Work instruction:
Print the data that follows word for word, leaving out any picture.

Available data:
============

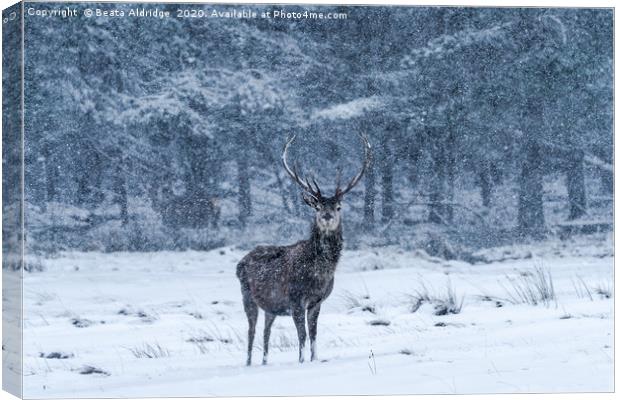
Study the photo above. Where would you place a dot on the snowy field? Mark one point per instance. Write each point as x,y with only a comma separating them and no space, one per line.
172,324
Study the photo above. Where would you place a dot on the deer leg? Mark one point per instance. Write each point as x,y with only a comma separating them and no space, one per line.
251,311
313,317
269,318
299,317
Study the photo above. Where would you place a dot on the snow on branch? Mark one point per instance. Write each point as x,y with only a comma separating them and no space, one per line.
447,44
351,109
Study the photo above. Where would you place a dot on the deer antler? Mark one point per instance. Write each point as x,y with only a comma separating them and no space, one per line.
356,178
307,186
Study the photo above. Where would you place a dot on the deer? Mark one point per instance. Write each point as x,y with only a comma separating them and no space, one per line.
295,280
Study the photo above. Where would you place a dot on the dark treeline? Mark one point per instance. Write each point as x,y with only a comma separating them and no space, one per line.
146,134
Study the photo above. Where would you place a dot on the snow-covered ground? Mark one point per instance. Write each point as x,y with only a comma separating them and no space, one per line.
172,324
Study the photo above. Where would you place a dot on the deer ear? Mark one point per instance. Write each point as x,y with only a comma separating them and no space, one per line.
309,199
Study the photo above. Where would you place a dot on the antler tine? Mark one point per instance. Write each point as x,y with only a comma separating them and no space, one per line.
356,178
338,178
316,185
293,173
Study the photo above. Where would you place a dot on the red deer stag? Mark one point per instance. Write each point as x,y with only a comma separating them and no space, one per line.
290,280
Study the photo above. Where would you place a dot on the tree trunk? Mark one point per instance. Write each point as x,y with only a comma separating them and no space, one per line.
575,183
387,175
531,217
369,197
450,156
244,197
50,175
437,206
120,189
485,185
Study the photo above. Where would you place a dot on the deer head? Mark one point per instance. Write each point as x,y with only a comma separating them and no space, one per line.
327,209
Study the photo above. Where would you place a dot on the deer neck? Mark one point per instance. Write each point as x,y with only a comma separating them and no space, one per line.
327,245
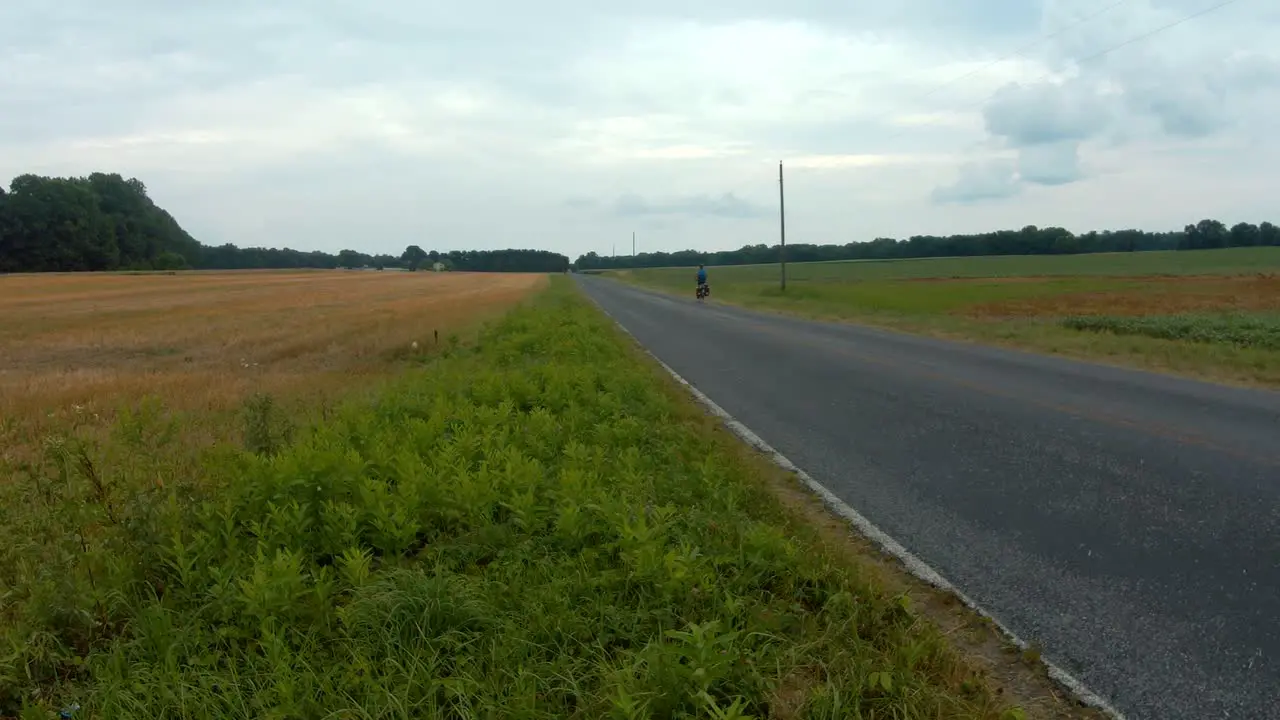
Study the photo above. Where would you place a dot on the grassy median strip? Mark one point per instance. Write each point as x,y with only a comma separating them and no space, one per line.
531,527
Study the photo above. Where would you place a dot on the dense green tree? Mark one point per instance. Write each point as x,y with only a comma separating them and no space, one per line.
414,256
1269,235
105,222
1028,241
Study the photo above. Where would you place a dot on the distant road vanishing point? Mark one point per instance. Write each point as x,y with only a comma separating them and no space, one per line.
1128,522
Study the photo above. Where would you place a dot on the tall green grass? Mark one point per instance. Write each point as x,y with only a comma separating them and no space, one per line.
1240,329
1228,261
533,527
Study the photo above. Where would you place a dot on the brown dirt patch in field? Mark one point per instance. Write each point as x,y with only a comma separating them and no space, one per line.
1152,296
206,341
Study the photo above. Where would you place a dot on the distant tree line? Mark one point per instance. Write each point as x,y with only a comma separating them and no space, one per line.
104,222
1027,241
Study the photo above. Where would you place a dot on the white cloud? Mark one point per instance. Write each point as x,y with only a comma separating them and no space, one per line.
565,123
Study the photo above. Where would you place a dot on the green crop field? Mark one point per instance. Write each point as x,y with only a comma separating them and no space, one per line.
535,524
1036,302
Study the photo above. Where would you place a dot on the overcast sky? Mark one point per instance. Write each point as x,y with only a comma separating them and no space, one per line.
567,124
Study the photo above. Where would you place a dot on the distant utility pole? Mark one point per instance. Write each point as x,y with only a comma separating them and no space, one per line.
782,228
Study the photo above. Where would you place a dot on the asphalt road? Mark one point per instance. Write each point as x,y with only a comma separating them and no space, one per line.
1128,522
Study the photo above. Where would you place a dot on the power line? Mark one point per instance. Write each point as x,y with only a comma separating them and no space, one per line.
992,63
1023,49
1096,55
1079,60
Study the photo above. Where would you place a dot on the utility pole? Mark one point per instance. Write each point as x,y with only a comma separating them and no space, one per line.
782,228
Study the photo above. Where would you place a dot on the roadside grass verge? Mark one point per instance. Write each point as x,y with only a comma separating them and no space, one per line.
1260,331
530,527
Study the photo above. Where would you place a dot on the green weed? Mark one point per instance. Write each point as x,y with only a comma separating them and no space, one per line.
533,527
1240,329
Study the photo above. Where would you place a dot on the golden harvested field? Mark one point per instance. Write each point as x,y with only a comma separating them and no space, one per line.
81,345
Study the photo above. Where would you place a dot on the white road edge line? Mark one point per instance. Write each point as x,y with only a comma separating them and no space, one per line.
914,565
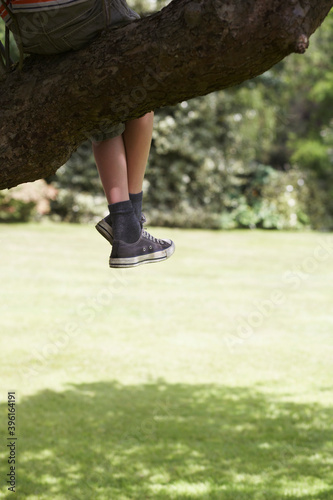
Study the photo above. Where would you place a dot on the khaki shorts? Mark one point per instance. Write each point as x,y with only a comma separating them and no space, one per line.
61,29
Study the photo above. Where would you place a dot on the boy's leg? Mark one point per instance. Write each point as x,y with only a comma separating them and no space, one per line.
110,157
126,156
137,140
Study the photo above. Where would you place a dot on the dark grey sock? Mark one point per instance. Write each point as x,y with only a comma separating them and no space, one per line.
125,225
136,200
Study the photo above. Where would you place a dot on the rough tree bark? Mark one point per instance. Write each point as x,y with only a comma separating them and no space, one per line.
190,48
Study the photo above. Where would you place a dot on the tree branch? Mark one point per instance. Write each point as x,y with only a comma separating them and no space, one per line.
190,48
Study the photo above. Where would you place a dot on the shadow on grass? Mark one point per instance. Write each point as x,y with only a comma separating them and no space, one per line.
160,441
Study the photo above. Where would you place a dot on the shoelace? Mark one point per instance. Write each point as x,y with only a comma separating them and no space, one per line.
147,235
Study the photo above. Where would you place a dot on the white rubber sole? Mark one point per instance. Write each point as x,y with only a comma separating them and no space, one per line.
143,259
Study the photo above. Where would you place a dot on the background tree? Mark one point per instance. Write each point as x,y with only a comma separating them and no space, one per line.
189,48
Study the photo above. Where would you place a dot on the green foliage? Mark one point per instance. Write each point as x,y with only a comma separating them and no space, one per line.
226,160
12,210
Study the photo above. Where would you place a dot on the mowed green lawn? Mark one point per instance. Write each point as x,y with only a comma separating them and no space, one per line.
208,376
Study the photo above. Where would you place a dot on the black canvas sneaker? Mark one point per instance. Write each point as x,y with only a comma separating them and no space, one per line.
105,229
147,249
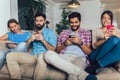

============

Your solution:
Study the photo above. Where would you place a dot on the snowy field? Mark one point per instance. Write each point as x,y with only a comma separating them and no space, one per line.
172,324
Study the photo above. Where would you place a dot on the deer leg? Mark one point per instance. Write each point as x,y with only a comma separating them and no space, one per line.
251,311
313,317
269,318
299,317
Study the photo above. Where would you place a dot on the snow on branch? Mark one point per instance. Write each point as x,y with only a comma separating them and no space, one per line.
447,44
351,109
Study the photo above. Where would you place a dot on the deer antler? Mark one point per instance. Write each point as x,y with only a comma separating them and no space, one per line.
356,178
307,186
Study the photo above. Where would you place a dot on the deer? Mark one point per instance. Write each point as x,y with only a comma separating them and no space, one per line.
295,280
Study the photo above. Where would you place a dot on the dark treeline? Mark one point per instance. Write each point as x,y with only a comma separating them and no space, one per line.
146,134
Study the photo above. Where would you place a dot on the snow-covered ground? Mark one point per instance. Write each point as x,y with only a comma separating them and no space, one per line.
172,324
Study the photo above. Where would you place a dot on the deer ear? Mark one point per instance. Write each point as x,y with only a comma separating them and no space, one per line.
309,199
Study the photo above. Where would you place a dot on the antler tine? Mark one point per instance. Write each point as x,y with only a comma separating them and no space, one per line.
356,178
338,178
316,185
293,173
Study the photo above. Where would you place a dot on the red deer stag? Mark one point per instance. Write each point as x,y with only a comma separating them and no space, one per line.
290,280
Study the photo above. Where would you place a dot on the tree trunk? Mark one point per instance. Write each point as x,y with only a comma separating them and no space, one per line.
575,183
387,175
531,217
369,197
450,156
244,197
50,175
437,206
120,189
485,185
Study the photo above. Where would you place a dot on the deer head? Mark one point per instance. Write each point as x,y with only a comma separating them and no space, one per line.
327,209
Study the photo above. Where would you place a dot on the deer neck? Mark one point per instance. Write each point as x,y with only a comma separating them and no space, one per line.
327,245
Study the photo above. Where would you place a dot on the grassy median strip? Mark one point per instance. Write each point as x,y with only a comma separating them and no space, one per line.
531,527
Study the photo above. Where would you place a dot on the dense green tree? Mark one point per instance. Write each point as x,y with only a comma separating them and no space, one per line.
414,256
1269,235
105,222
1028,241
Study the photo above. Where would you place a dot on the distant road vanishing point? Mark one point per instance. Write each point as x,y with only a comma separating them and no space, one per line.
1128,522
Study the photo above. Where would you place a dot on the tall green grass? Mark one point per instance. Write each point as x,y with only a comma separating them and no space, one per line.
1240,329
1228,261
533,527
Study the photo above. Where would you place a dot on the brown dirt patch in field? Mark one point per instance. Write each point as x,y with only a comma separating them and no space, one per line.
1152,296
206,341
Study the photo above. Where would you place a dot on the distant tree line? Mark one point per instance. Write each point as x,y with only a comma separating them and no space, one per line.
104,222
1027,241
Study the photo above. Where would you place a dot on the white cloud? Mark one point per instance. Write each point as x,y with only a comma separating them and no space, one per line.
565,123
Study the photo above. Where would you place a dot on the green crop field? Mark one point per instance. Write each point as x,y with only a comma separating them and no space, one per line.
535,524
1036,302
Study the photo above. Where would you place a dot on the overcast sky? Mark one point per instance. Write each point as x,y with only a comma separating them and no space, one per line.
567,124
Study the photo above. Where would you place a dot on the distant utility pole? Mark one point per instance. Write each point as x,y with only a comma separating them and no space, one per line.
782,228
Study the photo above. Where would you place a dot on the asphalt road? Mark one point per instance. Write each point as x,y with only a comma separating them and no space, one per line.
1128,522
Study the photo above. Where would you place a dot on the power line? Mark one point per instance. Write each point as x,y with only a comma separating them and no space, one per line.
992,63
1023,49
1096,55
1079,60
Study the photo above. Where would you place a dot on the utility pole? Mark one point per instance. Write each point as x,y with only a comma separating them and no space, one per line.
782,228
Study the photo above. Where would you place a dot on the roadside grass verge? Mark one point per instance. Write each point as x,y with only a comma separating them and no space, one per line.
1260,331
530,527
Study the photo above. Where would you place a dot on the green weed? Mark one point per instance. Write each point as x,y with only a comma separating them and no space, one per line.
533,527
1240,329
Study the photo above. Where would you place a dot on the golden harvested field? Mark one point per instance. Write each point as x,y with only a comma separating them and no space, one per line.
81,345
Study the photo above. Where would you place a dot on the white road edge line? Mark one point per instance. Write each point as x,y with only a comma separating them and no space, one per line.
914,565
Study the photo above. Where would you place a dot on the khaki shorts? Mark one point per instance. Write each point as x,y with only a comma separating them and no space, one per line.
61,29
Study the photo above. Where would you place a dot on the boy's leg? Mark one point per instance. Write each point as x,y with only a comma separating them and no space, one per line.
110,157
126,156
137,140
Study the photo above. Where would you place a dot on the dark grey sock? Mark one point per instance. Write each point as x,y with only a comma separating them and no space, one per line.
125,225
136,200
Study the photo above. Where would you place a dot on the rough tree bark? Mark one point per instance. Write each point as x,y with only a comma separating them and no space, one per line.
190,48
Study the photo above. Where would you place a dot on the tree branch? Mark one point per instance. Write each point as x,y with only a comma separating them and no space, one per line.
190,48
Study the photo above. Where would you place a dot on the shadow on grass? Mark one point per instance. Write each point as x,y with only a comma separating them and no space, one per line.
160,441
Study the photo above. Where would you place a dot on the shoelace? Mark one point per instance. Write each point as x,y with only a comma separating them and no space, one per line.
147,235
Study the photo above. Where would you place a dot on the white rubber sole? Mark one point per instance. Write each point as x,y with only a comma separating them and no space, one per line.
143,259
Study the photo above. Where would you place a dot on the background tree? Mark one point per instance. Write each point as x,y with only a comma separating them and no space, one per line.
189,48
Study the photo above. Where would you place a dot on the green foliage? Mark one point per instance. Write each point as x,y with only a comma separating them and no space, one per line.
226,160
12,210
Study the photo above. Where would you place a dot on the mowed green lawn? Mark one point per instance. Write each point as x,y with only a comma separating them and no space, one per line.
208,376
Study the photo above. Where would you place a dot on the black canvas sneaker? Mark one point per instance. Write each point as x,y with only a comma separating them and no space, one per line.
105,229
147,249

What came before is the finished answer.